SELECTED EXCERPT =>
####################

So by removing personal data fields, they most likely become "anonymized".
Of course thats not the end of it, you have to consider the available technology to de-anonymize this data for it to be legally called anonymized.
But i dont think there has been any case where this was challenged before.. and i bet most supervisory authorities would discard such complaints as being "too hard to follow through". (i got that reply from the Netherlands authority for checking newsletter opt-in from a website)
And i certainly dont think reddit or any operator will be forced to delete comments because they could be deanonymized depending on the content the user wrote, when most comments probably cannot be deanonymized.
Having to check everything for potentially identifiable data in that regard would be ridiculous for website operators.
Maybe some light checks sure, but not as deep as it would be required to truly anonymize everything that a user could have written to identify them.
Alot of that information becomes fragments as soon as you unlink it from the user. e.g. 12 people in a post wrote "I am gay", great. But if you cant link that back to other comments of the same users somewhere else, its not identifiable, just text.
Nope, your username and email are required and linked to your data, so it's entirely personal information. True anonymization is impossible with open text fields, as it's always possible that people reference other users within their posts, etc.
Of course, what the DPAs do with it, is another matter. Doesn't hurt to try.

####################

Stored data entries =>

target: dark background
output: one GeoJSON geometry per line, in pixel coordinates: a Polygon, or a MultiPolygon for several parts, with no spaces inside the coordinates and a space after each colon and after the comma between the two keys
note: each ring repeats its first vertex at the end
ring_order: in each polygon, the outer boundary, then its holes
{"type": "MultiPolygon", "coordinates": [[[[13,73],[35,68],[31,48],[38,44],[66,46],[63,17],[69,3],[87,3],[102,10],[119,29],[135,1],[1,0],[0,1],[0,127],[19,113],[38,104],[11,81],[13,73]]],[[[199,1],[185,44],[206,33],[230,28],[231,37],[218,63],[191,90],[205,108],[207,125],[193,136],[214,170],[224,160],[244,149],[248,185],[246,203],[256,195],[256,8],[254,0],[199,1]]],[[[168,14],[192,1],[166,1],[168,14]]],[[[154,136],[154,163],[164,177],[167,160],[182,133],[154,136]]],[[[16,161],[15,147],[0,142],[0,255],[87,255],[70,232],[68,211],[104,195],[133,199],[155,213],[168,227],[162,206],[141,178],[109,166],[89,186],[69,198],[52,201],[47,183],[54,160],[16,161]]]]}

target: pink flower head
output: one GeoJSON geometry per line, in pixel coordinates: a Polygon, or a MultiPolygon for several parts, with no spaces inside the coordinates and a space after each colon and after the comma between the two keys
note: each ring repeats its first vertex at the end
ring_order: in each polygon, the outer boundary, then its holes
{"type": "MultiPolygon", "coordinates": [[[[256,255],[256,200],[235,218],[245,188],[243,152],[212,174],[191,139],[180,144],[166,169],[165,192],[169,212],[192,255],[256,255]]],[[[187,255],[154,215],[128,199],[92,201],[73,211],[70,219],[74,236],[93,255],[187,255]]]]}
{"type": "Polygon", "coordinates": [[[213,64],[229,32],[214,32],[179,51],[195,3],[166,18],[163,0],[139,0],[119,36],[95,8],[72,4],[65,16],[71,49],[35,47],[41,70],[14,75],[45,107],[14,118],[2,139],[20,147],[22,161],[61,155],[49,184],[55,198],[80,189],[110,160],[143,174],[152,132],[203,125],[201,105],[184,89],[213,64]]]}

####################

TASKS TO CARRY OUT =>
**a)** Reproduce verbatim the portion of the anonymization discussion starting at "Nope, your username" and ending at "hurt to try.".
**b)** In the anonymization discussion, which country's authority gave the writer the reply that such a complaint was "too hard to follow through"?
**c)** Extend the anonymization discussion past its final sentence.

ANSWERS TO EACH TASK =>
**a)**
Nope, your username and email are required and linked to your data, so it's entirely personal information. True anonymization is impossible with open text fields, as it's always possible that people reference other users within their posts, etc.
Of course, what the DPAs do with it, is another matter. Doesn't hurt to try.

**b)** The Netherlands.

**c)**
Of course they are linked, but removing the username from the comments means they are mostly anonymized as far as GDPR is concerned.
It is perfectly fine to unlink data and keep processing it, as long as its considered anonymized under GDPR.
Your post content here is also not considered personal data, it shows up on a lookup request because its currently linked. If i crawl the page and dont save the username, the resulting data can most likely be considered anonymized under GDPR as far as the current interpretation is concerned.
It only becomes a problem as soon as i become aware the content indeed did contain personal data or probably also if i could have expected it to with high probability.
And i'd have to make sure to remove obvious ways to re-link the content to your user (e.g. mentions of your username in comments).
Anything else requires precedence about ways to re-identify someone based on posts on a platform weighed against the users freedom and the difficulty of doing such re-identification.
Recital 26 discusses when something could be considered anonymous. (or rather when gdpr would apply at all, and what it means to have anonymous data)
That is not quite correct. As long as it is possible to identify the user, it is personal data. True anonymization under GDPR is nearly impossible without destroying the data set.
Reddit would have to fully delete it, otherwise simply searching Google with the exact text with site:reddit.com on any comment immediately reveals who the author is.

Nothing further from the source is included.